TASK GOAL:
Exact repetition of every entry is required.

SOURCE RECORDS:
************
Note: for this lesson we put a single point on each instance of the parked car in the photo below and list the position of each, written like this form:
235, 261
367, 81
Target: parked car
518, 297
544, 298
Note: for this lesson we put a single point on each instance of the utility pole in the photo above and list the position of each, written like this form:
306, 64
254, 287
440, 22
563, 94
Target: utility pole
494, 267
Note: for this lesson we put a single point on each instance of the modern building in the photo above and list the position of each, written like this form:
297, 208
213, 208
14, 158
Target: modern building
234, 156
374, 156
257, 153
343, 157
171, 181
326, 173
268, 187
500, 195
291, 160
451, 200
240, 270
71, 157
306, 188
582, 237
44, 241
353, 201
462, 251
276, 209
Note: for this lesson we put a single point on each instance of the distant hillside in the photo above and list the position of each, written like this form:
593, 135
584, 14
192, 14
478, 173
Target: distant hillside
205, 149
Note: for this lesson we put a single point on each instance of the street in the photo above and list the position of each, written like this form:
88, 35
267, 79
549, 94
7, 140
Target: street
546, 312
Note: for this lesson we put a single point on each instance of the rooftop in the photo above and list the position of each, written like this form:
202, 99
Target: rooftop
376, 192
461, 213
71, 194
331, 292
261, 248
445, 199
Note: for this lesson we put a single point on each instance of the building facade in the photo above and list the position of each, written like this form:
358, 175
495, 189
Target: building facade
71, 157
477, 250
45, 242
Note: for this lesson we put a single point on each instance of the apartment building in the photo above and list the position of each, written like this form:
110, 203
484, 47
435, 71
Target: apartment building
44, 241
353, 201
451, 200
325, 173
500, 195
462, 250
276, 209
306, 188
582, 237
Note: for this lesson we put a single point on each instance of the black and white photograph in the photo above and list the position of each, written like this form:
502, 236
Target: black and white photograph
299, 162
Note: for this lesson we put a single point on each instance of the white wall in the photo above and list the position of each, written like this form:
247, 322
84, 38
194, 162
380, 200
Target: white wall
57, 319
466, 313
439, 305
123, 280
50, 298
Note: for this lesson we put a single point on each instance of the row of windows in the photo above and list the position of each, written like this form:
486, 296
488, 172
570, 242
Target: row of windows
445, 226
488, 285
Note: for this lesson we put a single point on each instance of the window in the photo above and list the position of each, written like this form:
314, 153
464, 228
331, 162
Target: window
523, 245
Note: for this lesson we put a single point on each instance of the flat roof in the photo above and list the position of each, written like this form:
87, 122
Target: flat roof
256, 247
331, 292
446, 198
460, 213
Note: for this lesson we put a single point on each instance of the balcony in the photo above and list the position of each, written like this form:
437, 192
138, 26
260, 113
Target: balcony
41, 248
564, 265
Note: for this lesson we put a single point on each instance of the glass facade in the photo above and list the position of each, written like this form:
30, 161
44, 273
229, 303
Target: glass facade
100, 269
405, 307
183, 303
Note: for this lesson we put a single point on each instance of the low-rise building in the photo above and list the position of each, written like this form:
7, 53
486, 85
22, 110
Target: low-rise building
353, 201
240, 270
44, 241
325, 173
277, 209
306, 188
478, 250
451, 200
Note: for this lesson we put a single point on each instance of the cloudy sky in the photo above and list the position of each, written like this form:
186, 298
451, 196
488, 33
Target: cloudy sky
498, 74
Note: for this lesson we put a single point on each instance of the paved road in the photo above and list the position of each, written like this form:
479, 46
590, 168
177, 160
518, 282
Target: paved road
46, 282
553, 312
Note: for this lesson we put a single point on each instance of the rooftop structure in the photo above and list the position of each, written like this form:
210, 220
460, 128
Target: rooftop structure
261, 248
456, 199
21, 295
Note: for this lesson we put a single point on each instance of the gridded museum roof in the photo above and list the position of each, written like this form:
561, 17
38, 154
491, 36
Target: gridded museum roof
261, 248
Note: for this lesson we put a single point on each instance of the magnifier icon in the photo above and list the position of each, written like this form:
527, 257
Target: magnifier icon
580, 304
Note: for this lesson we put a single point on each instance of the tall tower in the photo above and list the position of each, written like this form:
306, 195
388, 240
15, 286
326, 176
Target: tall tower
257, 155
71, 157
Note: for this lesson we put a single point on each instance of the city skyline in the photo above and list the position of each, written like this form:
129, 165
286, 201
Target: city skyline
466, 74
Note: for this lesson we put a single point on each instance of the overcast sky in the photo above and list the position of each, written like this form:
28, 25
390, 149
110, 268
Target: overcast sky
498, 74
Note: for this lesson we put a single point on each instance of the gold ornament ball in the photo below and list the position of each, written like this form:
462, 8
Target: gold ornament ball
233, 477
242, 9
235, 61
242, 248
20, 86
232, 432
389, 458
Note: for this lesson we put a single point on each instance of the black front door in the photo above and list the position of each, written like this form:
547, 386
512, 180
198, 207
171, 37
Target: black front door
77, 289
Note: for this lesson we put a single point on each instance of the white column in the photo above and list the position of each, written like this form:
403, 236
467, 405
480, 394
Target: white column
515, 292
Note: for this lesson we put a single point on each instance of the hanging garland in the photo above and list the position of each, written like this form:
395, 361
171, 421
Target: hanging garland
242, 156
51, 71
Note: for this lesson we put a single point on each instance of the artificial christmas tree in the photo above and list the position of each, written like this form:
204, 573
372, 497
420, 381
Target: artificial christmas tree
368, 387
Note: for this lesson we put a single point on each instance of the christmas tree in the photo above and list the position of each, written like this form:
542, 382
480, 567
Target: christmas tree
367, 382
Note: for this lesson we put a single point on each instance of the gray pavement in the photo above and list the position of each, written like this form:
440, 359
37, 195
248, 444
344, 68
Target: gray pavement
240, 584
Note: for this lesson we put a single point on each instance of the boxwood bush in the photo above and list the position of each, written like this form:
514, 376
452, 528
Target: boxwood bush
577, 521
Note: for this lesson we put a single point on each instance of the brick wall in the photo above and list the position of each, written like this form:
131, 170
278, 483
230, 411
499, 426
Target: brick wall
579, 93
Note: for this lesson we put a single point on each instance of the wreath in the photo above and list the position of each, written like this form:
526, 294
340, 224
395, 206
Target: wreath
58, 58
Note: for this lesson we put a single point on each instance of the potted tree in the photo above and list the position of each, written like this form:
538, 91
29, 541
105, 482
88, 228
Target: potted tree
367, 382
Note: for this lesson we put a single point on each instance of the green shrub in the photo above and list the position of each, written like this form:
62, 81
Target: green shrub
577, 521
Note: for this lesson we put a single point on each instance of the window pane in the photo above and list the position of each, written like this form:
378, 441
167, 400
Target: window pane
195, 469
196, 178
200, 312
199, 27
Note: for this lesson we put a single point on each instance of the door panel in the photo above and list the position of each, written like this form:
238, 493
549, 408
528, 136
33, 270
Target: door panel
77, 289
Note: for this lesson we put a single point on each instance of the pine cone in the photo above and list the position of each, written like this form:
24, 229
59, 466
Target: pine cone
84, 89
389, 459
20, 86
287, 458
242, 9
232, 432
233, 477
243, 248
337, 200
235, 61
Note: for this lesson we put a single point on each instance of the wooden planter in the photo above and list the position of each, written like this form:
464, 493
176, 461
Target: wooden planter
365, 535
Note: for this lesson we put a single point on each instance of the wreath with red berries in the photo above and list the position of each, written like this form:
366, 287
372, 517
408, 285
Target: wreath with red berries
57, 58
************
SOLUTION FOR THIS PROBLEM:
Note: for this lesson we put a single point on each instance of the parked car in the photo below and list the position of each, written like this form:
235, 261
367, 81
Target: parked car
518, 297
544, 298
Note: for this lesson we put a single point on each instance of the utility pole in the photo above and list the position of each, written like this form:
306, 64
254, 287
440, 22
563, 94
Target: utility pole
494, 267
Note: for this lesson we put a single point on each instance of the modern building in the photo above and list the position of each, written like this form:
297, 208
213, 208
14, 158
Target: modern building
234, 156
374, 156
257, 153
343, 157
171, 181
326, 173
268, 187
500, 195
291, 160
451, 200
240, 270
71, 157
306, 188
582, 237
44, 241
353, 201
462, 251
276, 209
Note: for this lesson we put a single point on each instance of the distant hillside in the photo above and list the position of each, written like this form:
593, 135
584, 14
192, 14
478, 173
Target: distant hillside
205, 149
Note: for this lesson we put a single point on each instance of the street in the photo above and list the position of each, written like this form:
88, 35
267, 79
549, 94
7, 140
Target: street
546, 312
Note: for this lesson we put a single point on each instance of the rooftop in the photo above and list the position of each, written like this form:
202, 99
Target: rooftop
376, 192
461, 213
71, 194
331, 292
261, 248
445, 199
Note: for this lesson we put a single point on each instance of the building facade in the photo above and list the position of each, written like this form:
358, 175
495, 189
Target: building facade
71, 157
477, 250
45, 242
Note: for this lesson we put a single point on each instance of the apartment building in the photo above and list the position of each, written like this form:
110, 203
484, 47
435, 71
Target: apartment building
44, 241
353, 201
451, 200
325, 173
500, 195
462, 250
276, 209
306, 188
582, 237
Note: for this lesson we put a single point on each instance of the black and white photograph in the photo above and list the position of each, written like this form:
502, 236
Target: black and white photograph
299, 162
Note: for this lesson we put a single point on each instance of the white wall in the photo above and list the position of each, written like this form:
247, 322
84, 38
194, 162
380, 200
Target: white wall
57, 319
466, 313
439, 305
123, 280
50, 298
Note: for this lesson we put a single point on each instance of the row of windows in the photo above and list the position of each, written like this form:
486, 296
488, 172
570, 242
Target: row of windows
445, 226
488, 285
Note: for this lesson we put a single point on each instance of the window in the photo above and list the position of each, written like this form:
314, 153
464, 228
331, 162
Target: window
523, 245
Note: for this lesson we put a single point on each instance of the flat roof in the photo above and list the position of each, written like this form:
87, 122
Target: flat roof
256, 247
331, 292
446, 198
460, 213
Note: for this lesson we put a single point on each instance of the balcony in the photo above and list the position of each, written like this form:
437, 192
138, 26
260, 113
Target: balcony
41, 248
564, 265
Note: for this lesson we put a single point on each instance of the glass facade in the photo above and list the position of each, written like this form:
30, 161
44, 273
229, 303
Target: glass facade
100, 269
405, 307
183, 303
Note: for this lesson we put a single point on each instance of the low-rise building in the photo above and list the position of each, written like this form:
7, 53
486, 85
22, 110
Target: low-rise building
353, 201
240, 270
44, 241
325, 173
277, 209
306, 188
478, 250
451, 200
Note: for this lesson we put a single point on each instance of the cloudy sky in the photo above and list the position of each, written like this form:
186, 298
451, 196
488, 33
Target: cloudy sky
498, 74
Note: for this lesson we put a single point on each instance of the paved road in the photo above and list the position of each, written like this form:
479, 46
590, 168
177, 160
518, 282
Target: paved road
46, 282
553, 312
Note: for this lesson we put a single point on each instance of the rooftop structure in the photo above and list the position of each, written like this form:
210, 220
460, 128
Target: rooftop structure
261, 248
456, 199
21, 295
Note: for this lesson we put a single point on each instance of the gridded museum roof in the photo above and list the position of each, written like this form:
561, 17
38, 154
491, 36
Target: gridded museum roof
261, 248
Note: for this lesson we put a single point on each instance of the magnifier icon in the photo above and list the position of each, written like this form:
527, 257
Target: magnifier icon
580, 304
Note: for this lesson we put a single point on each instance of the tall tower in the photo above and list the position of each, written like this form:
306, 195
388, 240
15, 286
326, 176
Target: tall tower
257, 155
71, 157
Note: for this lesson we put a single point on each instance of the city skyline in the photo above and list the position of each, written like this form:
129, 165
286, 201
Target: city skyline
466, 74
Note: for this lesson we put a single point on each instance of the overcast sky in the photo above and list the position of each, written like this form:
28, 25
390, 149
110, 268
Target: overcast sky
498, 74
Note: for this lesson we put a single point on each instance of the gold ornament ball in the photo below and list the position of each, written like this form:
462, 8
Target: gold ornament ball
233, 477
242, 9
235, 61
242, 248
20, 86
232, 432
389, 458
Note: for this lesson we put a single point on each instance of the black front door in the photo above and list the position of each, written like this form:
547, 386
512, 180
198, 207
171, 37
Target: black front door
77, 289
Note: for this lesson we put a single point on each instance of the white column in the photo above and list the position of each, written like this form:
403, 236
467, 405
480, 394
Target: white column
515, 292
Note: for this lesson we put a single point on each instance of the hanging garland in the photo above and list the position of each, written like this form:
395, 361
171, 421
Target: hanging garland
242, 156
51, 71
Note: for this lesson we put a single point on each instance of the artificial christmas tree in the photo above and list the position of each, written like this form:
204, 573
372, 497
420, 381
Target: artificial christmas tree
368, 387
Note: for this lesson we put a single point on each instance of the christmas tree in the photo above and list the position of each, written like this form:
542, 382
480, 567
Target: christmas tree
367, 382
Note: for this lesson we put a single point on each instance of the gray pavement in the photo above and list the position of each, written like this form:
440, 359
37, 195
248, 444
344, 68
Target: gray pavement
240, 584
Note: for this lesson we put a single point on each instance of the boxwood bush in the photo above and list the position of each, written like this form:
514, 376
452, 528
Target: boxwood bush
577, 521
Note: for this lesson we put a single point on each instance of the brick wall in the photo above and list the position of each, written like this form:
131, 170
278, 483
230, 411
499, 426
Target: brick wall
579, 93
Note: for this lesson we put a single point on each instance of the wreath in the photo above and list the position of each, written like this form:
526, 294
340, 224
395, 206
Target: wreath
58, 58
Note: for this lesson we put a single point on each instance of the potted tree in the photo above and list the position of each, written like this form:
538, 91
29, 541
105, 482
88, 228
Target: potted tree
367, 382
Note: for this lesson we put a single point on each instance of the green shrub in the photo above and list the position of each, written like this form:
62, 81
Target: green shrub
577, 521
Note: for this lesson we put a single point on each instance of the window pane in the photo above and list the position of each, written like this form:
378, 441
167, 400
Target: window pane
195, 469
196, 178
200, 312
199, 27
Note: for this lesson we put a single point on each instance of the door panel in the photo above and list the position of each, written like this form:
238, 493
549, 408
528, 136
33, 270
Target: door panel
77, 289
Note: for this lesson we put a single point on each instance of the pine cone in the photo above and list the position of each, written like this form:
24, 229
59, 466
Target: pine cone
84, 89
389, 459
20, 86
287, 458
242, 9
232, 432
233, 477
243, 248
337, 200
235, 61
Note: for this lesson we put a single point on each instance of the wooden planter in the photo above and list the position of each, written like this form:
464, 493
176, 461
Target: wooden planter
365, 535
Note: for this lesson we put a single point on each instance of the wreath with red berries in the photo above and list the position of each, written like this form:
366, 287
372, 517
408, 285
Target: wreath with red berries
57, 58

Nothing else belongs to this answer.